[Work instructions]:
Repeat the records exactly, so that each line matches the original.

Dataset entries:
───
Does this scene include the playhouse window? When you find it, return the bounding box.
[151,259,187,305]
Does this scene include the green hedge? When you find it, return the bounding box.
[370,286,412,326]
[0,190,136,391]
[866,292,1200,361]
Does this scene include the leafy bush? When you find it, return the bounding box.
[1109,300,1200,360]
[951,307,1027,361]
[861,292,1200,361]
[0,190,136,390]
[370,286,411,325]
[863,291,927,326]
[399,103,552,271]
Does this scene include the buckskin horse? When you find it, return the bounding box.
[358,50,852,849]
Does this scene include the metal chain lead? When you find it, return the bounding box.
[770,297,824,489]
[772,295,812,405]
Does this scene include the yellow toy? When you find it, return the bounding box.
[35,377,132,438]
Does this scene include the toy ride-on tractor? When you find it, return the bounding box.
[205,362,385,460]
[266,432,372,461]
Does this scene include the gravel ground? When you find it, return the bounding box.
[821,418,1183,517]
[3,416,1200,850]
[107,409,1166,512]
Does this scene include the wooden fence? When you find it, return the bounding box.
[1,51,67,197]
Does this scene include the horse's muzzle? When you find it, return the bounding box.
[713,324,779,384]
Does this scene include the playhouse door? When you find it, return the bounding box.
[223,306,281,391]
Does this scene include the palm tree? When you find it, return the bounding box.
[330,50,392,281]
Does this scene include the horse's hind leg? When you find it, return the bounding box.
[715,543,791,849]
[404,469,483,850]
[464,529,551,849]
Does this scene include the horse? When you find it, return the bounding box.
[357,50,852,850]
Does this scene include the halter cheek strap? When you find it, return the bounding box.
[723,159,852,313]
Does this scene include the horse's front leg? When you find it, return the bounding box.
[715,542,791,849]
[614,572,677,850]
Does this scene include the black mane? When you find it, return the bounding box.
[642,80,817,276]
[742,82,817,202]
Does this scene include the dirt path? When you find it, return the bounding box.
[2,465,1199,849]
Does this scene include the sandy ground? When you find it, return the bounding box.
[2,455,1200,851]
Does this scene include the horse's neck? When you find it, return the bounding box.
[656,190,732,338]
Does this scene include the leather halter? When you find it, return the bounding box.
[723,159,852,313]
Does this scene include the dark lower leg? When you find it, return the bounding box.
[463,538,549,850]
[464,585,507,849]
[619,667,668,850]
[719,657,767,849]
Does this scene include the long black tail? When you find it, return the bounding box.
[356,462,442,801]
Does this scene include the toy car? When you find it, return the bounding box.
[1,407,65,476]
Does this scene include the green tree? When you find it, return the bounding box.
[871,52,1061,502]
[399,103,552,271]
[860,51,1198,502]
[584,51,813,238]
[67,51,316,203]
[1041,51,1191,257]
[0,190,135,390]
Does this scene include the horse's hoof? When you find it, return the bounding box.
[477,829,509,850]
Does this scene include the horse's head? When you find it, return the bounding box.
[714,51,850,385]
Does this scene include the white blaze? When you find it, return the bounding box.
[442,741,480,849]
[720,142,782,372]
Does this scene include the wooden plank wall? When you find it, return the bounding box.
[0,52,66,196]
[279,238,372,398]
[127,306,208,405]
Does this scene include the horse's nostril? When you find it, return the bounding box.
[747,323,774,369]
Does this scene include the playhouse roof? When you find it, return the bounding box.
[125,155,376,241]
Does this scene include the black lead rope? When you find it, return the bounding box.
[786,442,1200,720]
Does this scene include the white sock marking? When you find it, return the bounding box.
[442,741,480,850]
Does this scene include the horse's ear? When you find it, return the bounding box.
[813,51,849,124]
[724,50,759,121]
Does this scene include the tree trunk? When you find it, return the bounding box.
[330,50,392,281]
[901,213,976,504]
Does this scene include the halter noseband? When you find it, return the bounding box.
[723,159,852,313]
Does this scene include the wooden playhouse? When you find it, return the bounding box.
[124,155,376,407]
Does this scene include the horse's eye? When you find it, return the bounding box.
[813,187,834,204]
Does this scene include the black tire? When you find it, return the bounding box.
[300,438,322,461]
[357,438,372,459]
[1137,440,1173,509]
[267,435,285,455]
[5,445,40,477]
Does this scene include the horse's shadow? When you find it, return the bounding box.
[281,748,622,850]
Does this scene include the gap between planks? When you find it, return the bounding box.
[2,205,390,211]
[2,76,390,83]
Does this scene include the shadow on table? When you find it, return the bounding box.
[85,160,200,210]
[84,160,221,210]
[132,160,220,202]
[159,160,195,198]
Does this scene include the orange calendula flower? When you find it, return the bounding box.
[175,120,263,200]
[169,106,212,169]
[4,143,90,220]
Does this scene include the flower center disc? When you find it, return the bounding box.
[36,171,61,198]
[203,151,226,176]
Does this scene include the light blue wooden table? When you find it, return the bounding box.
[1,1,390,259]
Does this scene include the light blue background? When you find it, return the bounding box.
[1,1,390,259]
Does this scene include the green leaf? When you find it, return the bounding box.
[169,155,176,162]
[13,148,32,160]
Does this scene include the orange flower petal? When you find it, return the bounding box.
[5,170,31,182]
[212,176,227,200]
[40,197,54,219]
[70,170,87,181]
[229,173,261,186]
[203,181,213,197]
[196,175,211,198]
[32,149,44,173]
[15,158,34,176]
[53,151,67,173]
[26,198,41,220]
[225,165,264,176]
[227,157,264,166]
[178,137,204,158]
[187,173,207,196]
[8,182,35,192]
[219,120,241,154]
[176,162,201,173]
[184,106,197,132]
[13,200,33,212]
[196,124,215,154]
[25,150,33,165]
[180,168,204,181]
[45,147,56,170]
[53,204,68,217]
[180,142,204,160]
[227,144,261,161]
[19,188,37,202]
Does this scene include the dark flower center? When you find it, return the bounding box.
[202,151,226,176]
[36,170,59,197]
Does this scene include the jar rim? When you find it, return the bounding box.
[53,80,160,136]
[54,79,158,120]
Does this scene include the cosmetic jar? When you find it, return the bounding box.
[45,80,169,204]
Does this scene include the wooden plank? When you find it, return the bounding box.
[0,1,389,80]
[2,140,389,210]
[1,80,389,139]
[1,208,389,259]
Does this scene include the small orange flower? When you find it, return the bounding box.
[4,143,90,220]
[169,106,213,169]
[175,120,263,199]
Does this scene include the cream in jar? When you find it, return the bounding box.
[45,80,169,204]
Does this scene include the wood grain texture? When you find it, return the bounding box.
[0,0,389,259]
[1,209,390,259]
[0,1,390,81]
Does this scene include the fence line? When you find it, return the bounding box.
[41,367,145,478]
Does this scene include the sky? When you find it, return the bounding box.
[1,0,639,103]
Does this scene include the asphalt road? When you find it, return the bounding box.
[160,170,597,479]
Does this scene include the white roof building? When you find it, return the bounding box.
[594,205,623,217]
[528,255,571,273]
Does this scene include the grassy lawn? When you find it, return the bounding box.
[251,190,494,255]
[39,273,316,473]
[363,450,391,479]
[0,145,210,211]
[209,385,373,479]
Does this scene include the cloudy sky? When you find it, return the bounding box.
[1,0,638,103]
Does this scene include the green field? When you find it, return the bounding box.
───
[Your response]:
Does this scene include the playhouse window? When you find it, return the bounding box.
[151,259,187,305]
Does this scene include the green hedge? When you find it, return the bounding box.
[370,286,412,326]
[0,190,136,391]
[866,292,1200,361]
Does this scene include the leafy bush? When you find it, return the bounding box.
[1109,300,1200,360]
[951,307,1027,361]
[861,292,1200,361]
[0,190,136,390]
[370,286,411,325]
[863,291,927,326]
[399,103,552,271]
Does this scene include the buckskin horse? When you find it, return the bounding box.
[358,50,852,849]
Does this scene include the metal chain lead? When you find it, return the bounding box.
[770,297,824,489]
[772,295,812,405]
Does this scene include the yellow toy? When you find it, return the bounding box.
[35,377,132,438]
Does this scene include the toy ride-on tractor? When you find it, return the bounding box.
[205,362,385,460]
[266,432,372,461]
Does this scene include the gravel ground? When you find it, return the bounding box.
[821,418,1183,517]
[3,416,1200,850]
[107,409,1166,512]
Does this scene include the wooden fence? When you find it, return the bounding box.
[1,51,67,197]
Does this scene include the horse's muzzle? When you find it, return the bounding box.
[713,324,779,384]
Does this scene include the playhouse door? When you find it, return the bounding box.
[223,306,281,391]
Does this scene include the palm tree? When you find it, return the bounding box.
[330,50,392,281]
Does this scene include the horse's hind leg? When you find it, return the bounding box.
[715,543,791,849]
[404,469,483,850]
[464,529,551,849]
Does this scene include the horse? When you find it, return the bounding box.
[357,50,852,850]
Does this scene include the halter cheek strap? When you find it, return the bounding box.
[723,159,852,313]
Does this scene include the horse's front leg? When you find it, return the bounding box.
[715,542,791,849]
[614,572,677,850]
Does this scene include the black mane? When you find it, return the bounding box.
[642,80,817,276]
[742,82,817,202]
Does this scene include the dirt path? When you find it, return the bounding box.
[2,465,1199,849]
Does this scene include the sandy ground? When you find it, return the bounding box.
[2,455,1200,851]
Does this scene include the horse's neck? When you find it, return the bounding box.
[656,190,732,338]
Does this scene include the leather halter? When you find it, return the bounding box.
[723,159,852,313]
Does this scene include the dark lower leg? When you find it, return the bounding box.
[463,538,549,850]
[464,585,507,849]
[619,667,668,850]
[719,657,767,849]
Does this scene include the long black tail? When you find it, return the bounding box.
[356,462,442,801]
Does this scene include the toy car? When you find it, return the bounding box.
[1,407,65,476]
Does this scene include the green tree? When you find it, return the bounding box.
[871,52,1061,502]
[399,103,552,271]
[860,51,1198,502]
[584,51,813,238]
[67,51,316,203]
[1041,51,1191,257]
[0,190,135,390]
Does this scene include the horse's hoof? When you find it, return the bounding box.
[477,829,509,850]
Does this scene include the horse's head? When you find it, return the bounding box.
[714,51,850,385]
Does this scene include the white blaze? When you find it, return the bounding box.
[442,741,480,849]
[720,142,782,372]
Does this scene include the wooden plank wall? When you find it, return the bounding box.
[0,52,66,196]
[279,238,372,398]
[127,306,208,405]
Does this scene include the horse's nostril? When you find it, return the bounding box.
[747,323,774,369]
Does this scene include the playhouse roof? When you find it, return the bounding box.
[125,155,376,241]
Does this scene include the black lead rope? When you find it, return the bounding box.
[786,442,1200,720]
Does this scene include the white sock marking? When you find it, return the bounding box.
[442,741,480,850]
Does this scene include the horse's ear? When you find it, return the bounding box.
[813,51,849,124]
[724,50,759,121]
Does this scene include the tree trunk? When you find it, return the bounding box.
[330,50,392,281]
[901,213,976,504]
Does this scene include the halter noseband? When you find it, return the bounding box.
[723,159,852,313]
Does this scene include the wooden playhouse? When you find it, return the bounding box.
[124,155,376,407]
Does this scene include the horse's eye? When you find it, return the bounding box.
[813,187,834,204]
Does this scene include the black tire? When you find it, return the bounding box.
[300,438,322,461]
[357,438,372,459]
[1137,440,1173,509]
[267,435,285,455]
[5,445,40,477]
Does this scene include the horse's shadow? When you find it, return the bounding box.
[281,748,622,850]
Does this scene include the gap between planks? When you find it, return the bounding box.
[2,205,390,211]
[2,76,390,83]
Does this scene include the shadow on table? When you find it, return the bounding box.
[85,160,200,210]
[84,160,221,210]
[132,160,220,202]
[159,160,195,198]
Does this scene include the orange calendula flower? When you find it, return the bounding box.
[175,120,263,200]
[169,106,212,169]
[4,143,90,220]
Does this scene include the flower center disc? When you find it, return the bounding box.
[36,171,61,198]
[203,151,226,176]
Does this scene include the light blue wooden table? When you find it, return the bounding box.
[1,1,390,259]
Does this scene include the light blue background? When you find it, return the bounding box.
[1,1,390,259]
Does this scene include the green leaf? When you find it, return the bounding box.
[169,155,176,162]
[13,148,32,160]
Does this scene include the orange flower petal? When you find it, return the bounding box.
[5,170,31,182]
[212,176,227,200]
[40,197,54,219]
[70,170,87,181]
[229,173,261,186]
[203,181,213,197]
[196,175,211,198]
[32,149,44,173]
[15,158,34,176]
[53,151,67,173]
[26,198,41,220]
[225,165,264,176]
[227,157,264,166]
[178,137,204,158]
[187,173,207,196]
[8,182,35,192]
[219,120,241,154]
[176,162,201,173]
[184,106,197,132]
[13,200,33,212]
[196,124,215,154]
[25,150,33,165]
[180,168,204,181]
[45,147,56,170]
[53,204,68,217]
[180,142,204,160]
[227,144,261,161]
[19,188,37,202]
Does this scene include the dark flower center? When you find it, return the bounding box.
[202,151,226,176]
[36,170,59,197]
Does this scene include the jar rim? When you find it, return the bounding box.
[53,80,160,136]
[54,79,158,120]
Does this scene include the cosmetic jar? When you find it, return the bounding box.
[45,80,169,204]
Does this scene include the wooden plank? When you find it, return the bounding box.
[0,1,389,80]
[2,140,389,210]
[1,80,389,139]
[1,208,389,259]
Does this scene include the small orange flower? When you find it, return the bounding box.
[4,143,90,220]
[169,106,213,169]
[175,120,263,199]
Does this scene include the cream in jar? When you find it, return the bounding box.
[45,80,169,204]
Does this scene include the wood grain texture? When you find it, return the bounding box.
[0,0,389,259]
[1,209,390,259]
[0,1,390,81]
Does this scene include the fence line? When you find it, return the bounding box.
[41,367,145,478]
Does this scene include the sky? When you find it, return the bounding box.
[1,0,639,103]
Does this scene include the asphalt road? When you find it, return the bounding box.
[160,170,597,479]
Does this scene include the white roof building? When you find it, return the bounding box.
[594,205,623,217]
[528,255,571,273]
Does this scene include the grassy lawn? When you find it, return the bounding box.
[251,190,494,255]
[39,273,316,473]
[363,450,391,479]
[0,145,210,211]
[209,385,373,479]
Does this scene include the cloudy sky? When you find it, return the bounding box.
[1,0,638,103]
Does this scene include the green field? When you find it, return the bounding box.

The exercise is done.